[Saved data entries]
Segment Open

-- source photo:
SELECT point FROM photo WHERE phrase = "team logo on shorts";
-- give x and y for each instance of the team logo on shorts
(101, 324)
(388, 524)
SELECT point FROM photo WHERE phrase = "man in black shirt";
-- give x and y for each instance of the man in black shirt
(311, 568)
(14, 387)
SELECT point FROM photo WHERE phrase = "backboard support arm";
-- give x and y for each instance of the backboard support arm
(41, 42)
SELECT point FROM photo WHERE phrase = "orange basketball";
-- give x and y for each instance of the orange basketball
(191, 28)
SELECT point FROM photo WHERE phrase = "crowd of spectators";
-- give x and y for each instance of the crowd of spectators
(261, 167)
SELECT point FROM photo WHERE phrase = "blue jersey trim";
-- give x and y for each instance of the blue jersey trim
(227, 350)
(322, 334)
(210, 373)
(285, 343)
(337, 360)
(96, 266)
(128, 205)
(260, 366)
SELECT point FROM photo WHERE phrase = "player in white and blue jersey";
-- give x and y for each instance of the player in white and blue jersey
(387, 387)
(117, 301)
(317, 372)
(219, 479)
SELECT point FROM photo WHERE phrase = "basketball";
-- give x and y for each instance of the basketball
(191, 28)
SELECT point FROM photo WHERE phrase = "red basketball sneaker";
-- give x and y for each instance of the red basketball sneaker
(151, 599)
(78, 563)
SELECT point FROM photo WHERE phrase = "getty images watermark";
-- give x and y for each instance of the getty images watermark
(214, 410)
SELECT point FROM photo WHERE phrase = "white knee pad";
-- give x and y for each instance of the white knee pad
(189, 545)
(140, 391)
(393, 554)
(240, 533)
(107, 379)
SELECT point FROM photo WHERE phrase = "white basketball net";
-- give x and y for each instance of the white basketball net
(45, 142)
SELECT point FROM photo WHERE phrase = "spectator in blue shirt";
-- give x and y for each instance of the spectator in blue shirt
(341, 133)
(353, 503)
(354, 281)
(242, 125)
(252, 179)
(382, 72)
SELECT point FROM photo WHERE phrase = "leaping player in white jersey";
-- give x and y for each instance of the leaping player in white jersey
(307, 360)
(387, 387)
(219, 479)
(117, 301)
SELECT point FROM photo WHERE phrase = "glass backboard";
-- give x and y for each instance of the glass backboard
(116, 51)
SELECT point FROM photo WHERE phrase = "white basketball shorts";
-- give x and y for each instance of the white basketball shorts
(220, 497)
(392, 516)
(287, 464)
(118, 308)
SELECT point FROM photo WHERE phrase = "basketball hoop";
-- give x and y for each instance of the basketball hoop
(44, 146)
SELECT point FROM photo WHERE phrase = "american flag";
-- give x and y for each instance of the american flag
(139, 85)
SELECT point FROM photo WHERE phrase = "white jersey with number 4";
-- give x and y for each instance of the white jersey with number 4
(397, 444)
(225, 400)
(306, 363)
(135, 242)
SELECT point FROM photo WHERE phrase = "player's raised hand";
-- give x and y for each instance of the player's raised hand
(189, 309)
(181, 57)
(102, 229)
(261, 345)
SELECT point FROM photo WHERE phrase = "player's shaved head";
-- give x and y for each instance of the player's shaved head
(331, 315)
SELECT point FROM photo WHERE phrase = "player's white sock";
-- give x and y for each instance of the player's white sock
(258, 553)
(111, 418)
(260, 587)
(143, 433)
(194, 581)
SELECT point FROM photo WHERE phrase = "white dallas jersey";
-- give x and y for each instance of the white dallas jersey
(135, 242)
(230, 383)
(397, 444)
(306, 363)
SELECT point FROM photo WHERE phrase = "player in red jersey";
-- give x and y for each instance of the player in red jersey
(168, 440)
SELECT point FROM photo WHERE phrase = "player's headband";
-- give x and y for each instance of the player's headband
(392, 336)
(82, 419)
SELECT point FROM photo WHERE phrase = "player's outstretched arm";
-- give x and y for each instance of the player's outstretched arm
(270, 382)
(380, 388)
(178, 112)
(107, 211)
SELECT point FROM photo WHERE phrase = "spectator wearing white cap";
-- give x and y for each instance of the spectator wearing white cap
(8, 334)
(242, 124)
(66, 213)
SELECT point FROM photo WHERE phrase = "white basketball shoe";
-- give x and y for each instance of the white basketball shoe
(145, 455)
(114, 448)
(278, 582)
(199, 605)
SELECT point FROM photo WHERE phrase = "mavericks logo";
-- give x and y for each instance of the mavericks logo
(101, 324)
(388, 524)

Segment Closed

### THE TASK:
Each entry above is to be copied out exactly.

### EXERCISE RESULT:
-- source photo:
SELECT point FROM photo WHERE phrase = "team logo on shorts";
-- give x and y for each instance of the team logo on shorts
(101, 324)
(388, 524)
SELECT point FROM photo WHERE phrase = "man in black shirt";
-- give x and y for each instance of the man in black shirt
(311, 568)
(14, 387)
SELECT point FROM photo WHERE phrase = "backboard support arm";
-- give x and y for each instance of the backboard support arm
(41, 42)
SELECT point FROM photo WHERE phrase = "orange basketball";
-- give x and y for each instance of the orange basketball
(191, 28)
SELECT point FROM photo WHERE phrase = "crowd of spectators";
-- give x and y for each instance of the crowd of spectators
(261, 167)
SELECT point FROM photo WHERE phrase = "blue jersey trim";
-- give x and y for each instance of the blue jersey trim
(227, 350)
(322, 334)
(210, 373)
(285, 343)
(337, 360)
(96, 266)
(128, 205)
(260, 366)
SELECT point FROM photo WHERE phrase = "player in white and blue jersey";
-- give x and y for each instance of the player in white and blue jersey
(387, 387)
(117, 301)
(317, 372)
(219, 479)
SELECT point FROM photo WHERE phrase = "basketball";
-- give x and y for each instance of the basketball
(191, 28)
SELECT point FROM photo WHERE phrase = "red basketball sneaker";
-- give x and y for each instance of the red basketball sneaker
(151, 599)
(78, 563)
SELECT point FROM photo WHERE phrase = "getty images watermark";
-- give x and y for each instance of the getty images watermark
(214, 410)
SELECT point FROM photo WHERE phrase = "white knee pad";
-- give x and y for each instance of the white knee pad
(189, 545)
(140, 391)
(393, 554)
(240, 533)
(107, 379)
SELECT point FROM photo WHERE phrase = "white basketball net";
-- give x and y for each instance of the white basketball net
(45, 142)
SELECT point FROM photo WHERE phrase = "spectator in blue shirt";
-- give x and y for each instance of the spectator in blue shirt
(341, 133)
(353, 503)
(354, 281)
(242, 125)
(252, 179)
(382, 72)
SELECT point FROM photo WHERE phrase = "leaping player in white jersey";
-- give x and y for each instance of the leaping player in white jersey
(307, 360)
(387, 387)
(219, 479)
(117, 301)
SELECT point FROM photo WHERE phrase = "glass backboard";
-- give x and y for each instance of the glass backboard
(116, 51)
SELECT point FROM photo WHERE phrase = "white basketball shorts";
-- give x and y for each instance of the white basketball shorts
(220, 497)
(392, 516)
(287, 464)
(118, 308)
SELECT point FROM photo WHERE phrase = "basketball hoop";
-- give x and y for each instance of the basketball hoop
(44, 146)
SELECT point FROM photo WHERE phrase = "american flag";
-- give x and y for each instance of the american flag
(139, 85)
SELECT point FROM photo WHERE phrase = "white jersey with number 4";
-- give x and y for each instance of the white jersey with number 4
(397, 444)
(225, 400)
(306, 363)
(135, 242)
SELECT point FROM photo WHERE phrase = "player's raised hand";
-- give x and y for each instance of the player's raised hand
(189, 309)
(181, 57)
(102, 229)
(261, 345)
SELECT point FROM photo WHERE phrase = "player's shaved head";
-- give x and y for each instance of the player's shaved head
(331, 315)
SELECT point FROM photo WHERE phrase = "player's white sock";
-- give x and y for each instance of the player's white sock
(258, 553)
(111, 418)
(260, 587)
(143, 433)
(194, 581)
SELECT point FROM photo WHERE phrase = "white dallas jersey";
-- give x and y for each instance of the white dallas jersey
(135, 242)
(230, 383)
(397, 444)
(306, 363)
SELECT point FROM photo WHERE phrase = "player in red jersey";
-- give x and y for each instance of the player in red jersey
(168, 440)
SELECT point FROM photo WHERE phrase = "player's headband";
-- give x and y for each instance of the player's headband
(392, 336)
(82, 419)
SELECT point FROM photo WHERE phrase = "player's outstretched arm";
-- give x and y for each instance of the player's outstretched arm
(270, 382)
(380, 388)
(178, 112)
(107, 211)
SELECT point FROM photo WHERE phrase = "spectator wearing white cap";
-- give x and y for each instance of the spectator wearing white cap
(8, 334)
(242, 124)
(66, 213)
SELECT point FROM photo WHERE phrase = "white basketball shoe";
-- give x and y for each instance of the white basketball shoe
(145, 455)
(114, 448)
(278, 582)
(199, 605)
SELECT point FROM photo WHERE phrase = "mavericks logo";
-- give x and y for each instance of the mavericks logo
(101, 324)
(388, 524)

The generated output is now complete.